----- Given entries -----

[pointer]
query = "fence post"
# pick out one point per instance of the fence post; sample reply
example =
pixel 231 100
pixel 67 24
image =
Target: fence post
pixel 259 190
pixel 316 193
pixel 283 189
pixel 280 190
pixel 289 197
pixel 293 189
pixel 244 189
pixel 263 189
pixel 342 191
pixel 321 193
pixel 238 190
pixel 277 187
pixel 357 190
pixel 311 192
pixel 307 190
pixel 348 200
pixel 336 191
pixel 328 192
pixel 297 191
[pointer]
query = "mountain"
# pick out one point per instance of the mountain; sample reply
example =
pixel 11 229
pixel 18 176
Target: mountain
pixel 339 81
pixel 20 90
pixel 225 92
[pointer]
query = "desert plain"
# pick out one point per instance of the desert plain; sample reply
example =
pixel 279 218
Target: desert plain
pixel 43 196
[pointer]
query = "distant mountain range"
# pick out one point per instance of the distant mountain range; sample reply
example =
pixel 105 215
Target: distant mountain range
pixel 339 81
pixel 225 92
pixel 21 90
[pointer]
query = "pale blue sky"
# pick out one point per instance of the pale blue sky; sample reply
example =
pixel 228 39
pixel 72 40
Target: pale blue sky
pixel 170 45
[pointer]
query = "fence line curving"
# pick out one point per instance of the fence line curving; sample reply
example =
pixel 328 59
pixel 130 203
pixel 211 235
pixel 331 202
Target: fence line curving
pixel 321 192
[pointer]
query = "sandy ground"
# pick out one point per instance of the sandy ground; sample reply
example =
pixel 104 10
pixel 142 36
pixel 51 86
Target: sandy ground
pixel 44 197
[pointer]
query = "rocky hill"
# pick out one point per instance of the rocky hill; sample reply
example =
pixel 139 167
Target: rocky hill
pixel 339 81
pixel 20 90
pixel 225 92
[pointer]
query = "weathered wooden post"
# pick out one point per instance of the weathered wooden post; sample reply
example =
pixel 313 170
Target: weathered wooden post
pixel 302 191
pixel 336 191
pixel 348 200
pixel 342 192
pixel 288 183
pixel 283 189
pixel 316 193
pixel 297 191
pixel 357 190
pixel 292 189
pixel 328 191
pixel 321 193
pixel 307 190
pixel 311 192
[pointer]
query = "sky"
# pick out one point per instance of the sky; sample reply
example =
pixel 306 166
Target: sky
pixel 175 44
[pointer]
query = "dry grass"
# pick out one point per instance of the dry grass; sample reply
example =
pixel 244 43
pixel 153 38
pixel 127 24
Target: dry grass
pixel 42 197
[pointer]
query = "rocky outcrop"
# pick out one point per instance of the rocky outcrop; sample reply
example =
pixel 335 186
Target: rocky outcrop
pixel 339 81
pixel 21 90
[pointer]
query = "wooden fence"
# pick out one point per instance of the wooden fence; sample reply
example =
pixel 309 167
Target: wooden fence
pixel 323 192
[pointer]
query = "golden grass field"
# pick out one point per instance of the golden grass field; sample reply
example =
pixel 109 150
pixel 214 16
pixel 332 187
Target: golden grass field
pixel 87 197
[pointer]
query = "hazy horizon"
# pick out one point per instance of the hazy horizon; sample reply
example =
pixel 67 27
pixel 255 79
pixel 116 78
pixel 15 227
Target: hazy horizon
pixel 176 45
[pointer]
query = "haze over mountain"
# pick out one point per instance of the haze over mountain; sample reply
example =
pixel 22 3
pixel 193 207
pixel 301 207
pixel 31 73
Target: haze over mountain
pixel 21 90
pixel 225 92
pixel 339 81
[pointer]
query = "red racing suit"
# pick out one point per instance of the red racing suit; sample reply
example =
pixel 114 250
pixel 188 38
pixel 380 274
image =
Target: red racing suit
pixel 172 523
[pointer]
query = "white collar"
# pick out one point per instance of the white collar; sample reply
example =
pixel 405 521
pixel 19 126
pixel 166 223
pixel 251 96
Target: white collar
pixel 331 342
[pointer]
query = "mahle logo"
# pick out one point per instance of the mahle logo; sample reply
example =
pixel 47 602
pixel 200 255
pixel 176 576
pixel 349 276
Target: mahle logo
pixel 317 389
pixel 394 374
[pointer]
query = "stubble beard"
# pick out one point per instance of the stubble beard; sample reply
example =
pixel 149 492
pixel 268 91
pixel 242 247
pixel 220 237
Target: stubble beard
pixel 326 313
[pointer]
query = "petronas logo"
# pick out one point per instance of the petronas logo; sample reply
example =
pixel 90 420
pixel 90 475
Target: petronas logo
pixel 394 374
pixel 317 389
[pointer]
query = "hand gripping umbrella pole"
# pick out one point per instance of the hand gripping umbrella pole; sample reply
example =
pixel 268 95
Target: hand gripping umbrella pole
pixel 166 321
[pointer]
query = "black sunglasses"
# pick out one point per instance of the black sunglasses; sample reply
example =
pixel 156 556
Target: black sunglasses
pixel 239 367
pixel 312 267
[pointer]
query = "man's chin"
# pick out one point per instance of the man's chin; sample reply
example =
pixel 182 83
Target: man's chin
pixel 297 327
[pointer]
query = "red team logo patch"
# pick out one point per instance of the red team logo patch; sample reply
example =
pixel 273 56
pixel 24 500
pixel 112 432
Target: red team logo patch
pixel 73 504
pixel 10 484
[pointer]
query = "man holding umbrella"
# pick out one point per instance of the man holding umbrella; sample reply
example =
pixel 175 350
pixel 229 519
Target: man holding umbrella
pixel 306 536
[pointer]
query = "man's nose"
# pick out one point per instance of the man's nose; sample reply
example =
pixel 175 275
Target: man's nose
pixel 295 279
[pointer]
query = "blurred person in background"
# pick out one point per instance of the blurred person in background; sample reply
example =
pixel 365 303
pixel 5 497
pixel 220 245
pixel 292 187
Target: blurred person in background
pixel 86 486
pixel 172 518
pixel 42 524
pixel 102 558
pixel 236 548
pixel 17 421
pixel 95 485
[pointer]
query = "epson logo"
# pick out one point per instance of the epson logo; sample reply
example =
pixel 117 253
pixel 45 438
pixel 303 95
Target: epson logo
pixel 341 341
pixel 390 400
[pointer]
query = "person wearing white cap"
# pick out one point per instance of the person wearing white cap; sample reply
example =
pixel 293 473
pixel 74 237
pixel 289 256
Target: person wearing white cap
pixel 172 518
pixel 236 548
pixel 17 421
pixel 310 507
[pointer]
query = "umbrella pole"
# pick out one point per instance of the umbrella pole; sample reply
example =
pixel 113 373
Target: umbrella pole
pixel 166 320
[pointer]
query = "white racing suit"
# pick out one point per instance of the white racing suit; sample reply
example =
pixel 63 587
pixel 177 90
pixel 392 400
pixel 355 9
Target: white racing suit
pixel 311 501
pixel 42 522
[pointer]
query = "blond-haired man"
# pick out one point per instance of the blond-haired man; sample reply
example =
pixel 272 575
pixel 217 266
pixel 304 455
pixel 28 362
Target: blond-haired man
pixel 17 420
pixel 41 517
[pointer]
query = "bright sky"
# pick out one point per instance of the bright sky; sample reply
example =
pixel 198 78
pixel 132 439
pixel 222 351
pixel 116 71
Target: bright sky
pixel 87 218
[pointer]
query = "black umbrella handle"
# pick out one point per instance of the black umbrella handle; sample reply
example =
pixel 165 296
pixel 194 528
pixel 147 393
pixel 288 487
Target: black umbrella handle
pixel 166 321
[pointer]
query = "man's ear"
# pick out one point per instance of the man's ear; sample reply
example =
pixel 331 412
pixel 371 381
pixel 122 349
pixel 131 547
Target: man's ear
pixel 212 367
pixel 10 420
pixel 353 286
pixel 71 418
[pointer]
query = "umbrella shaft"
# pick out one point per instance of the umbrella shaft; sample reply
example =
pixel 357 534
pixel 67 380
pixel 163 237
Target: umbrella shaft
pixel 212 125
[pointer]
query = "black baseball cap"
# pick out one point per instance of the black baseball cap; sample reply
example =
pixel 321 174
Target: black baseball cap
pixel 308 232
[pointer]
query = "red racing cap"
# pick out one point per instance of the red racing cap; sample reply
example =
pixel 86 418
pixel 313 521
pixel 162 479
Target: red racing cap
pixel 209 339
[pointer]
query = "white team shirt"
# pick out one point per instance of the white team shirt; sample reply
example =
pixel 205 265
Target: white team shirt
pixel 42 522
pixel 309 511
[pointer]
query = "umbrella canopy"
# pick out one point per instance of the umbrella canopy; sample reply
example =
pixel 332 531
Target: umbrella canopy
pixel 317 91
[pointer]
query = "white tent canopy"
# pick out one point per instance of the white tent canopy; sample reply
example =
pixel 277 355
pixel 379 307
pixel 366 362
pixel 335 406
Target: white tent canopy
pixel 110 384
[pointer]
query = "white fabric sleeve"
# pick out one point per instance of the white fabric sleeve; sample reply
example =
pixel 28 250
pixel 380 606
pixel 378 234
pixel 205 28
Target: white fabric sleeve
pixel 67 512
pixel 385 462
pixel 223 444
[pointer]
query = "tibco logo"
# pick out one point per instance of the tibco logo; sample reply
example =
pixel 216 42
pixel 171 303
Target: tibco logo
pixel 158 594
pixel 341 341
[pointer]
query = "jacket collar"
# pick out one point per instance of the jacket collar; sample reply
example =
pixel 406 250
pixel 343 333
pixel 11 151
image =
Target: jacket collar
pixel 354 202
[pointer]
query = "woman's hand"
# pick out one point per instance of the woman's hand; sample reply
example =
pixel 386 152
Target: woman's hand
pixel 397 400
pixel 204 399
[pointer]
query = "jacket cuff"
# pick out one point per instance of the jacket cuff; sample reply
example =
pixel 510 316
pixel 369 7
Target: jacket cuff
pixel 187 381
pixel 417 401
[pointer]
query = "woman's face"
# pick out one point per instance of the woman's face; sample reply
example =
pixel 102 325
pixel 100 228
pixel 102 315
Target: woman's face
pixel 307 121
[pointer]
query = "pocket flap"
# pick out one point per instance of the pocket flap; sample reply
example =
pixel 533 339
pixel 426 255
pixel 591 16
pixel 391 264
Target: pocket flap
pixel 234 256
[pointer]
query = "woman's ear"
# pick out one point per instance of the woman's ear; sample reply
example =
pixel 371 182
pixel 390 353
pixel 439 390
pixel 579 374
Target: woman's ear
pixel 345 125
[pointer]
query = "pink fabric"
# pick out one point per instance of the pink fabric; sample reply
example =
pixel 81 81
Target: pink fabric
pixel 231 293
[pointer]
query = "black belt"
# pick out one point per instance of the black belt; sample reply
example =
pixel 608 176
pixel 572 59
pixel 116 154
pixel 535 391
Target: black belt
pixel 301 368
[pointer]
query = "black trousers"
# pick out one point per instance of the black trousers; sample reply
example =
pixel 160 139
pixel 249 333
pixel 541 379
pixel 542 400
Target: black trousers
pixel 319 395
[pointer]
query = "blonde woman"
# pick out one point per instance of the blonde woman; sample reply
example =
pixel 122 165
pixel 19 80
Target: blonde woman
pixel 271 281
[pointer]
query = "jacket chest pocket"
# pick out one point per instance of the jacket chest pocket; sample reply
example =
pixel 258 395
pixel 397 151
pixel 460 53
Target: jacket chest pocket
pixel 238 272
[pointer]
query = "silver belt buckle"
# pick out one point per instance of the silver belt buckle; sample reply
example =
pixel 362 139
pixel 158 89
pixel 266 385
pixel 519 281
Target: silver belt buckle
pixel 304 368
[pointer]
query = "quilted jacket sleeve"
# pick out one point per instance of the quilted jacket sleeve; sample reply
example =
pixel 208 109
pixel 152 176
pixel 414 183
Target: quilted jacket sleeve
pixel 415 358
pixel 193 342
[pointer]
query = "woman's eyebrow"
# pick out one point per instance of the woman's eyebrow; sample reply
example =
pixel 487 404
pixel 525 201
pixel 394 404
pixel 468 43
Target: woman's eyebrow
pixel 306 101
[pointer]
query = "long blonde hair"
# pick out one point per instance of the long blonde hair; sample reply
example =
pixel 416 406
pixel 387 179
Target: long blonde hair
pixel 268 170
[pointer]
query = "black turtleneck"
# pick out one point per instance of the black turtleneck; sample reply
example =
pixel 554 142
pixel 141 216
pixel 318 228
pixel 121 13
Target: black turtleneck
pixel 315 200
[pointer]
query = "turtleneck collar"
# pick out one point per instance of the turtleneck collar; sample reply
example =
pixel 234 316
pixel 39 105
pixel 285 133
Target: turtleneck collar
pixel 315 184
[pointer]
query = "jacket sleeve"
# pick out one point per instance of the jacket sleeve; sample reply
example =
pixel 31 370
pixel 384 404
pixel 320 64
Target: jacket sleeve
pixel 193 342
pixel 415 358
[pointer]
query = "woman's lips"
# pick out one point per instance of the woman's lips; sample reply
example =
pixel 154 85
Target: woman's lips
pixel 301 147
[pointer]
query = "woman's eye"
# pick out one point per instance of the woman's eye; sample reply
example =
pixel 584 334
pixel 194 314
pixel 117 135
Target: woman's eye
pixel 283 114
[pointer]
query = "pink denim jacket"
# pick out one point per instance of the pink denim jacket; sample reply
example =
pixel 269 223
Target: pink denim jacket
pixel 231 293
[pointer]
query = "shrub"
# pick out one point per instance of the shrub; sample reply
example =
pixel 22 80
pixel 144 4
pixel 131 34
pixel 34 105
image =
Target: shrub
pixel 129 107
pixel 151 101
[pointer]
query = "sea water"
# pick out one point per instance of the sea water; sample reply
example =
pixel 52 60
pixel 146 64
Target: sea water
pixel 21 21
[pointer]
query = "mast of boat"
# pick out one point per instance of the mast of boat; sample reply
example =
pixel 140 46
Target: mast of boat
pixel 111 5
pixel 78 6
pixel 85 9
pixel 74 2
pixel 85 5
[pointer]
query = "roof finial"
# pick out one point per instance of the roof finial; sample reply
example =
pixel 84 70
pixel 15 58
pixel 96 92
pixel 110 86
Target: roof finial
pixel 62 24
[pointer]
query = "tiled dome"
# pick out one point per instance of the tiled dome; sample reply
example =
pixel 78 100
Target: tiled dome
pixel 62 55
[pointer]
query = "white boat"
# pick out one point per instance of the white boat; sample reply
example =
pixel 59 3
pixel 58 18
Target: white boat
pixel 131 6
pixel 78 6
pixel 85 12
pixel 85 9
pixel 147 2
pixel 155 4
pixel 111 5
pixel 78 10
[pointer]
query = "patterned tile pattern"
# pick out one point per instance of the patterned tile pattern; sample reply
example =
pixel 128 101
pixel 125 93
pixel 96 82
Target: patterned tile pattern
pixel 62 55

-----

Problem to work on:
Write out the lines of the records exactly, starting at the one holding "pixel 269 223" and ending with the last line, and include no others.

Answer to this exercise:
pixel 269 223
Target: pink denim jacket
pixel 231 293
[pointer]
query = "shrub"
# pick out one point per instance of the shrub; sample reply
example =
pixel 22 80
pixel 144 4
pixel 131 34
pixel 34 105
image =
Target: shrub
pixel 129 107
pixel 151 101
[pointer]
query = "sea water"
# pick out one point per instance of the sea water; sample reply
example =
pixel 52 60
pixel 146 64
Target: sea water
pixel 21 21
[pointer]
query = "mast of boat"
# pick out one point per instance of the mast of boat; sample reply
example =
pixel 140 46
Target: mast of boat
pixel 111 5
pixel 78 6
pixel 85 9
pixel 74 2
pixel 85 5
[pointer]
query = "roof finial"
# pick out one point per instance of the roof finial; sample reply
example =
pixel 84 70
pixel 15 58
pixel 96 92
pixel 110 86
Target: roof finial
pixel 62 24
[pointer]
query = "tiled dome"
# pick out one point per instance of the tiled dome; sample reply
example =
pixel 78 100
Target: tiled dome
pixel 62 55
[pointer]
query = "white boat"
# pick out one point per instance of the white boat; sample reply
example =
pixel 59 3
pixel 58 18
Target: white boat
pixel 131 6
pixel 78 6
pixel 85 12
pixel 85 9
pixel 147 2
pixel 155 4
pixel 111 5
pixel 78 10
[pointer]
query = "patterned tile pattern"
# pick out one point per instance of the patterned tile pattern; sample reply
example =
pixel 128 101
pixel 125 93
pixel 96 82
Target: patterned tile pattern
pixel 62 55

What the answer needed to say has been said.